━━ Input

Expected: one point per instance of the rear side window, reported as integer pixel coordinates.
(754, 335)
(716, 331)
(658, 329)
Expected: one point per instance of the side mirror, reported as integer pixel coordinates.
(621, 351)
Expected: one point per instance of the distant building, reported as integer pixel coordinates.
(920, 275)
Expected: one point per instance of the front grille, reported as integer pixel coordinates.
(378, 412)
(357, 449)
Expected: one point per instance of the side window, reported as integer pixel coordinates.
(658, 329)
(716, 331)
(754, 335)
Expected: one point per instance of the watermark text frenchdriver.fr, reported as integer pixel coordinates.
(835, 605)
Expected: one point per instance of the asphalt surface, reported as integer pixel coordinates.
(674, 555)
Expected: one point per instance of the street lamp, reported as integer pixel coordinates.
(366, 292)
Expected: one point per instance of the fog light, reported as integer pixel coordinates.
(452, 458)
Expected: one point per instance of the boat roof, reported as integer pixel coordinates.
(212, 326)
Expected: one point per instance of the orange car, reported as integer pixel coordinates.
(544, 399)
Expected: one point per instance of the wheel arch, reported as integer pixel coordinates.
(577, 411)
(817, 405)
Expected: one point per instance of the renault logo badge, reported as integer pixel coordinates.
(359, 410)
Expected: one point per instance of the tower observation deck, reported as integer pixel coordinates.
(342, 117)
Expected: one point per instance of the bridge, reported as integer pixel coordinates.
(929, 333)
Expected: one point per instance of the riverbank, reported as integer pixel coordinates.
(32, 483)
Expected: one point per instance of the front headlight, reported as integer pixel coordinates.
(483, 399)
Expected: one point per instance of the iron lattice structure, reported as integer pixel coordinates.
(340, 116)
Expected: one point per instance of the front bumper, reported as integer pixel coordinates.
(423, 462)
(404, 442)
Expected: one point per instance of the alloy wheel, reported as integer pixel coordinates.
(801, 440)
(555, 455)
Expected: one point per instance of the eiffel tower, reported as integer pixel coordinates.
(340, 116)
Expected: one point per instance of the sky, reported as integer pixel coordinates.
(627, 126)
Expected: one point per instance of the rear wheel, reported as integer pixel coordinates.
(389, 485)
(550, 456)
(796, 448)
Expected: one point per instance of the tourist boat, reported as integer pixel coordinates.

━━━━

* [Given task]: Every record shown above should be written out again exactly.

* [Expected output]:
Expected: one point per instance of the rear side window, reported as integer pixel coordinates.
(754, 335)
(716, 331)
(658, 329)
Expected: one point per instance of the side mirror, reported as integer pixel coordinates.
(621, 351)
Expected: one point per instance of the distant building, reported as integer pixel coordinates.
(920, 275)
Expected: one point per instance of the front grille, reported as integer pixel coordinates.
(378, 412)
(357, 449)
Expected: one point per instance of the side window, reported as integer pixel coordinates.
(658, 329)
(716, 331)
(754, 335)
Expected: one point per instance of the watermark text frenchdriver.fr, reported as integer pixel coordinates.
(835, 605)
Expected: one point per instance of the asphalt surface, reported as integer pixel coordinates.
(674, 555)
Expected: one point per instance of the street lamp, reported as integer pixel coordinates.
(366, 292)
Expected: one point per instance of the fog light, reported as integer pixel coordinates.
(452, 458)
Expected: one point per instance of the boat roof, reported as integer pixel coordinates.
(212, 326)
Expected: one point per instance of the orange car, reported as integer pixel coordinates.
(544, 399)
Expected: one point per instance of the wheel arch, reported as integer pixel coordinates.
(577, 411)
(817, 405)
Expected: one point per instance of the renault logo badge, reported as integer pixel coordinates.
(359, 410)
Expected: one point per instance of the tower observation deck, reported as integer pixel coordinates.
(342, 117)
Expected: one point per instance of the bridge, reported as integer pixel coordinates.
(929, 333)
Expected: one point per instance of the riverbank, reported as integer pixel coordinates.
(32, 483)
Expected: one point per instance of the front headlight, reported as integer pixel coordinates.
(483, 399)
Expected: one point per instance of the iron lattice structure, reported as integer pixel coordinates.
(340, 116)
Expected: one point per instance of the front bumper, reported as integer pixel coordinates.
(423, 462)
(404, 442)
Expected: one point per instance of the alloy wheel, reported as integer pixel coordinates.
(801, 440)
(555, 455)
Expected: one point per instance of the eiffel tower, reported as integer pixel coordinates.
(340, 116)
Expected: one point per instance of the sky, reported as integer pixel coordinates.
(627, 126)
Expected: one point per instance of the rear wheel, reported as integer pixel coordinates.
(389, 485)
(550, 456)
(796, 448)
Expected: one point per instance of the tourist boat, reported as integer pixel coordinates.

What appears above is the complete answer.